== BRANO DI RIFERIMENTO ==
Fumata bianca al Palazzo di Vetro su Gaza. Con 13 voti a favore e le astensioni di Russia e Cina, il Consiglio di Sicurezza dell’Onu ha approvato al primo colpo la risoluzione americana che fa propria la road map di Donald Trump per la Striscia e autorizza il dispiegamento di una forza internazionale di stabilizzazione incaricata anche di disarmare Hamas. Un passaggio definito «storico» dall’ambasciatore Usa all’Onu, Mike Waltz, che ha rivendicato il ruolo della Casa Bianca: «Sotto la presidenza di Donald Trump gli Stati Uniti continueranno a portare risultati con i nostri partner», ha dichiarato, salutando «l’opportunità di porre fine a decenni di spargimento di sangue e rendere realtà una pace duratura».

== BREVE ESERCIZIO 1 ==
Traduci in inglese la seguente frase del brano sulla risoluzione per Gaza: «Con 13 voti a favore e le astensioni di Russia e Cina, il Consiglio di Sicurezza dell’Onu ha approvato al primo colpo la risoluzione americana che fa propria la road map di Donald Trump per la Striscia e autorizza il dispiegamento di una forza internazionale di stabilizzazione incaricata anche di disarmare Hamas.»

== RECORD ESTRATTI ==
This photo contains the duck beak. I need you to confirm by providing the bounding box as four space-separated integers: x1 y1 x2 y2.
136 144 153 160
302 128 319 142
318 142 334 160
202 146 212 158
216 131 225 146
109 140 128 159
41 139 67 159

...

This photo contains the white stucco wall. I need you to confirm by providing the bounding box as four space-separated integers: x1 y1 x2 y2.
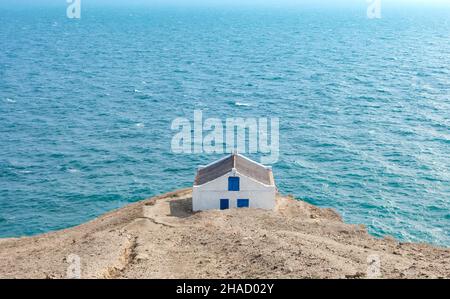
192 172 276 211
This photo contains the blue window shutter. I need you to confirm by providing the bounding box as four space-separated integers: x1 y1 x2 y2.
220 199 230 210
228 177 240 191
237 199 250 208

== BREVE ESERCIZIO 2 ==
Nei record, dalla riga che contiene "This photo contains the duck" alla riga che contiene "41 139 67 159", sostituisci "confirm" con "verify". Riscrivi soltanto queste righe, senza cambiare nient'altro.

== RISPOSTA CORRETTA 1 ==
With 13 votes in favor and abstentions from Russia and China, the UN Security Council approved on the first try the American resolution that adopts Donald Trump's road map for the Strip and authorizes the deployment of an international stabilization force also tasked with disarming Hamas.

== RISPOSTA CORRETTA 2 ==
This photo contains the duck beak. I need you to verify by providing the bounding box as four space-separated integers: x1 y1 x2 y2.
136 144 153 160
302 128 319 142
318 142 334 160
202 146 212 158
216 131 225 146
109 140 128 159
41 139 67 159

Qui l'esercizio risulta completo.